Requirements
Output exactly, please, the lines of the records below from the one containing "Confirm that each instance of the shirt" through the final line.
[Begin Available records]
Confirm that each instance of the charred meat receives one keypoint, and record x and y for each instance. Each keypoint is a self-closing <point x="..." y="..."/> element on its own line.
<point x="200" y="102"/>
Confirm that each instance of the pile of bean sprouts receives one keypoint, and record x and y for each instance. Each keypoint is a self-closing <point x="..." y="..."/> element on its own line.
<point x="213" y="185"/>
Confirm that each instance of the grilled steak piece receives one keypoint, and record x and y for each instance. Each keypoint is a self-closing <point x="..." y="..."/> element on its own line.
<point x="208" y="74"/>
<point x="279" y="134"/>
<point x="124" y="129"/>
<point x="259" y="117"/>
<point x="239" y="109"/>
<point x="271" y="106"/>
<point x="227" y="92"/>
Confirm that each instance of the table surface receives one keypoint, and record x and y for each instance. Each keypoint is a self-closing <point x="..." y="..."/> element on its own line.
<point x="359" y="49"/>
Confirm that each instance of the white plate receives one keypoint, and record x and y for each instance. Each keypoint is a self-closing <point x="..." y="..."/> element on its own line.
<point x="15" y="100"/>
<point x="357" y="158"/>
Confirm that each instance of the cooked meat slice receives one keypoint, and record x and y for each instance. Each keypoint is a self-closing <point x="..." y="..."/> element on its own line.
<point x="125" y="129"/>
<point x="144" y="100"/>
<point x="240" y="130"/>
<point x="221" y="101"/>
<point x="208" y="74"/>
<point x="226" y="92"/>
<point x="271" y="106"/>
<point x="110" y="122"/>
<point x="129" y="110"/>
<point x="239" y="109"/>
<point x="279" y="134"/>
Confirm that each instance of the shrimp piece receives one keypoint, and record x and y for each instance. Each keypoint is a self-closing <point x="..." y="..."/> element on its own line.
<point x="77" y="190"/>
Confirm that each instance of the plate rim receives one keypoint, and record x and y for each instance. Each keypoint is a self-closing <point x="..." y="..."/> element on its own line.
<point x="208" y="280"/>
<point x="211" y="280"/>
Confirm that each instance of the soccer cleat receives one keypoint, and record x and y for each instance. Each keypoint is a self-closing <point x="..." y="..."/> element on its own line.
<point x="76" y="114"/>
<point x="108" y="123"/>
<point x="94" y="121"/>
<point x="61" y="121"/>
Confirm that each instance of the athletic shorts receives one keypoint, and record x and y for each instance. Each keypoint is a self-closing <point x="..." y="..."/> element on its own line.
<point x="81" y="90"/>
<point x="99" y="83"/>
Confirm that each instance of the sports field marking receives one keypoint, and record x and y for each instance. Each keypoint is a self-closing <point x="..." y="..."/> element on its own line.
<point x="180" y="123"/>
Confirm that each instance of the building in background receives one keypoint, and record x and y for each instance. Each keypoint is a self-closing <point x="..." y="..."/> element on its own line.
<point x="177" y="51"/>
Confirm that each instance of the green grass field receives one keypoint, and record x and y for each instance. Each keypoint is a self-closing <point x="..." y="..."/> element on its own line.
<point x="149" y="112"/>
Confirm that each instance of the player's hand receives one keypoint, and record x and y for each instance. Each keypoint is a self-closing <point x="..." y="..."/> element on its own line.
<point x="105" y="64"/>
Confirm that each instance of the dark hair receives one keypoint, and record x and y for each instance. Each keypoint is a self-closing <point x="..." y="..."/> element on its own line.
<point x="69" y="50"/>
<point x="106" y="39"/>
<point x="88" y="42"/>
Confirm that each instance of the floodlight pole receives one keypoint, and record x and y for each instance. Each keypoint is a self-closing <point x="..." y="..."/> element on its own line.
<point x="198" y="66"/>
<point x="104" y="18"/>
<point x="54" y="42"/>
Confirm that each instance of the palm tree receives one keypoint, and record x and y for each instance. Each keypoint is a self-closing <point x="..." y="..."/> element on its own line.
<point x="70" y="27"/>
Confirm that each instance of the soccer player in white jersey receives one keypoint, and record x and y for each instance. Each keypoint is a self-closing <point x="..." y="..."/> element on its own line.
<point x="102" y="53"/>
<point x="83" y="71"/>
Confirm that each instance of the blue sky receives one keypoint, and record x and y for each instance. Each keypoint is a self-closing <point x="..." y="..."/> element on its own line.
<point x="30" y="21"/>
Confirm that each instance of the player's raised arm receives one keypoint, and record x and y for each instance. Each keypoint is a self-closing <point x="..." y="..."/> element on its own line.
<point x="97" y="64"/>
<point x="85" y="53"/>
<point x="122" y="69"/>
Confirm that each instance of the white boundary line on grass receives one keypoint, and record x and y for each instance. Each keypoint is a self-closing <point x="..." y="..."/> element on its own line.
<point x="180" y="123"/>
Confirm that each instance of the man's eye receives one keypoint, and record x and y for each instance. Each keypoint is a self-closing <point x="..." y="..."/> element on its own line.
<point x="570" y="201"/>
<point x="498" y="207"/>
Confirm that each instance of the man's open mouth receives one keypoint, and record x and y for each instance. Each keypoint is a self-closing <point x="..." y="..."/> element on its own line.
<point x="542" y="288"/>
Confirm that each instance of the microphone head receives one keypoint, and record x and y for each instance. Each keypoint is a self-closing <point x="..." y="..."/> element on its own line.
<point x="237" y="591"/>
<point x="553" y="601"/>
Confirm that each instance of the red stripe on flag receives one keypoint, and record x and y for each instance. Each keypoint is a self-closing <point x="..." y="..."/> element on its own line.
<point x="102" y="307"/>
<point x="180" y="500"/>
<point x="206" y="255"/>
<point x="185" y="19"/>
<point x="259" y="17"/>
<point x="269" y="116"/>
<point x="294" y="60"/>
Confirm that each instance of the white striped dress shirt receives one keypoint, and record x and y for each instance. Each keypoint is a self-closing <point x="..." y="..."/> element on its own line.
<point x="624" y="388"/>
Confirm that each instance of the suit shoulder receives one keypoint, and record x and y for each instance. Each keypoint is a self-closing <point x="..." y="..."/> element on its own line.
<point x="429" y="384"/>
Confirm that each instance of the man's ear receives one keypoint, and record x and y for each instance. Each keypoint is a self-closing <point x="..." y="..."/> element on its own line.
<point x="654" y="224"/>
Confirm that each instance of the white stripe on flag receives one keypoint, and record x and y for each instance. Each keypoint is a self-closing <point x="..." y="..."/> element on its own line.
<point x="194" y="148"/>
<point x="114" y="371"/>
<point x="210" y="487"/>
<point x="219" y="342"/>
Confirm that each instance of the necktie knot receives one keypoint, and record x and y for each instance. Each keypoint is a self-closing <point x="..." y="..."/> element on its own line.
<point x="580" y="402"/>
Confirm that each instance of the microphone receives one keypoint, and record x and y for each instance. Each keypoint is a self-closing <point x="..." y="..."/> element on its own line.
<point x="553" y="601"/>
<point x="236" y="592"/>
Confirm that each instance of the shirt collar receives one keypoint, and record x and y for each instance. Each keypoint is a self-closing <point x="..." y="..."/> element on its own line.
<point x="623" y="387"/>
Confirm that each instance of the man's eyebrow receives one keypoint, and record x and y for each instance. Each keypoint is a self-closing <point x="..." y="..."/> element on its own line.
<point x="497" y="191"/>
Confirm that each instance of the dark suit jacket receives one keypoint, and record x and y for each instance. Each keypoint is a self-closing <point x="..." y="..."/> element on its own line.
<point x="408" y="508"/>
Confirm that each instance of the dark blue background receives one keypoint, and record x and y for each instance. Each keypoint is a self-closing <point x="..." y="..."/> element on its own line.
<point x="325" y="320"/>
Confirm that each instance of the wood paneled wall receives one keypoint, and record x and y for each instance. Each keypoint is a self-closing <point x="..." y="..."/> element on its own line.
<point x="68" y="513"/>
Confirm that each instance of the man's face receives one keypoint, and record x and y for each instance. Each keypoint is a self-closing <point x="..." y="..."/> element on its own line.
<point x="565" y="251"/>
[End Available records]
Exercise solution
Confirm that each instance of the shirt collar receives one keypoint, and record x and y for each instance. Each keypoint is a self-closing <point x="..." y="..."/> element on its own line.
<point x="623" y="387"/>
Confirm that each instance of the man's eyebrow receives one keypoint, and record x and y for each instance. Each keypoint is a self-closing <point x="..." y="..."/> element on its own line.
<point x="497" y="191"/>
Confirm that each instance of the dark suit jacket receives one keypoint, and record x and y for each instance. Each keypoint is a self-closing <point x="..." y="..."/> element on its own line.
<point x="408" y="508"/>
Confirm that each instance of the dark blue background receives one keypoint, and record x and y for each instance. Each keypoint is a self-closing <point x="..." y="..."/> element on its own line.
<point x="325" y="320"/>
Confirm that each instance of the wood paneled wall receives one keypoint, and record x and y for each instance. Each keypoint is a self-closing <point x="..." y="..."/> element on its own line.
<point x="68" y="513"/>
Confirm that each instance of the man's face receives one keypoint, and record x and y for each instance. Each keypoint is a self-closing <point x="..." y="..."/> element on its own line.
<point x="565" y="251"/>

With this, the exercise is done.